» **Written request**
Give back all the data exactly, line by line.

» **Provided information**

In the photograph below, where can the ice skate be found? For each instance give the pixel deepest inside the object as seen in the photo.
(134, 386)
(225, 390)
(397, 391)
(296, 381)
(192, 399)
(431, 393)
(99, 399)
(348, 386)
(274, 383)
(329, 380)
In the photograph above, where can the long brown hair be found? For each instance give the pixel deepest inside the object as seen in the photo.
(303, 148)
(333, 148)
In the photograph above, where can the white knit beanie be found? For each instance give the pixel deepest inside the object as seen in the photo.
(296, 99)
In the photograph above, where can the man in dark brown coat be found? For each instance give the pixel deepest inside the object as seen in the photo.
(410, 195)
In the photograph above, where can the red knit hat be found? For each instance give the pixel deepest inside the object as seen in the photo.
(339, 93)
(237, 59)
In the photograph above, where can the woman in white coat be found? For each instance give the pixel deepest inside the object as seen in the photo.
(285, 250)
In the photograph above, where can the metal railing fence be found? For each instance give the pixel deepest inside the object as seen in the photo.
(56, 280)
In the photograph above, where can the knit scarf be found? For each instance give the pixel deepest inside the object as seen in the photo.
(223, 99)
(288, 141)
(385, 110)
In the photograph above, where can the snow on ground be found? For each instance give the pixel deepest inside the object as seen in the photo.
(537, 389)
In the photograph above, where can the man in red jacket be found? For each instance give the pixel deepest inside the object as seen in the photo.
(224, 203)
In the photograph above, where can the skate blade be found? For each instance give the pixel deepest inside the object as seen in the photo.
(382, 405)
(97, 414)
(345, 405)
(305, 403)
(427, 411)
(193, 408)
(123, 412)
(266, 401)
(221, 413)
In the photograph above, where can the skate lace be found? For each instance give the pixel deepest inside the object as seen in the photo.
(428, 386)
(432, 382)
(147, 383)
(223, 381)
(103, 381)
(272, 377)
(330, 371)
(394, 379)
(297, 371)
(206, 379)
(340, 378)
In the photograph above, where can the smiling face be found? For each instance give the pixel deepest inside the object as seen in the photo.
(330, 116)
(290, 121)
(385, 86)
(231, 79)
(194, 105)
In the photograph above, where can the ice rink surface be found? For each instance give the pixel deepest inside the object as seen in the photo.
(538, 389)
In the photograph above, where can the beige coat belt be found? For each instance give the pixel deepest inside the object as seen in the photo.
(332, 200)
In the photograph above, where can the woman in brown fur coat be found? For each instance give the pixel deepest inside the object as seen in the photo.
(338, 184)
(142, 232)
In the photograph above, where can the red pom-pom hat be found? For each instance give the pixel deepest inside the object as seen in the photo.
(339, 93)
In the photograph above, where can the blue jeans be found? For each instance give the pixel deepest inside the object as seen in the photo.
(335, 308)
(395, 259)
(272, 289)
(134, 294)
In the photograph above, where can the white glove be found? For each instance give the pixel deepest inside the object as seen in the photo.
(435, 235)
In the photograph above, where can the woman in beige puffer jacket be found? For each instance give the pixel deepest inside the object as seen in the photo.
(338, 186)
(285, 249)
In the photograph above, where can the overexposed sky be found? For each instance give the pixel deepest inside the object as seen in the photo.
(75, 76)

» **Output below**
In the photograph below, where can the ice skate be found? For each instance give the pixel deepest inside the object as seen in the photo.
(134, 386)
(225, 390)
(397, 391)
(296, 381)
(192, 399)
(431, 393)
(99, 399)
(348, 386)
(274, 383)
(329, 380)
In the photograph above, where can the long brown hair be found? For each instance give the pixel deepest inside the object as seen in the photo.
(303, 148)
(333, 148)
In the photograph above, where can the white knit beanie be found? For each instance give the pixel deepest inside the object as seen in the photo.
(296, 99)
In the photograph above, where can the man in dark brown coat be found? For each instance give the pixel deepest inside the object as seen in the photo.
(410, 195)
In the photograph above, where can the red knit hat be found? For each instance give the pixel deepest inside the object as seen in the photo.
(339, 93)
(237, 59)
In the photograph above, where can the woman in white coat be found? For each instance give the pixel deepest inside the object as seen in the photo.
(285, 250)
In the photograph above, where can the metal railing fence be found? For each instance give the pixel deepest inside the object as seen in the photo.
(56, 280)
In the photograph above, where can the knit scarf be found? For each instance give the pixel deepest inside the object as seen in the photo.
(223, 99)
(288, 141)
(385, 110)
In the photograph above, where can the snow on ground be found? For each instance give the pixel deepest inside the object as seen in the photo.
(537, 389)
In the photograph above, where can the man in red jacket be found? For each instance give the pixel deepest inside the object as seen in the photo.
(224, 203)
In the photograph above, where can the skate blade be found? For each instance give the pixel deepest inside the object as seen in the photo.
(382, 405)
(97, 414)
(345, 405)
(305, 403)
(427, 411)
(193, 408)
(123, 412)
(266, 401)
(221, 413)
In the photograph above, where can the skate lace be found? For each instance give the pixel deepest inside the object as seen in the photo.
(428, 386)
(432, 382)
(147, 383)
(223, 381)
(103, 381)
(272, 377)
(330, 371)
(394, 379)
(297, 371)
(206, 379)
(340, 378)
In the photograph above, where can the smiling face be found? For each instance give the pixel deepest inside the object as seen in the photo.
(330, 116)
(290, 121)
(385, 86)
(231, 79)
(194, 105)
In the photograph above, where can the ice rink surface be found? For each instance give the pixel deepest inside the object as seen in the photo.
(538, 389)
In the photograph above, where can the beige coat belt be found? For each instance give the pixel deepest inside the object as seen in the photo.
(332, 200)
In the photograph above, where can the woman in brown fur coat be found? For each instance give the pixel deepest inside the object as seen in the photo.
(338, 184)
(142, 232)
In the photograph above, where can the red pom-pom hat be found? For each instance give the pixel deepest inside the object as seen in the photo.
(339, 93)
In the photograph above, where can the blue jeans be found? For each instance give the pixel deepest inside the object as seen in the photo.
(335, 308)
(395, 259)
(272, 289)
(134, 294)
In the photograph above, where can the white glove be found? For each instance give the pixel deepest inside the object as seen in the photo.
(435, 235)
In the photograph above, where can the woman in beige puffer jacket be found? For each instance give the pixel deepest inside the object as seen in the photo.
(338, 186)
(285, 249)
In the photograph above, where can the overexposed sky be found? For each instance give the pixel deepest inside the object as seen in the photo.
(75, 76)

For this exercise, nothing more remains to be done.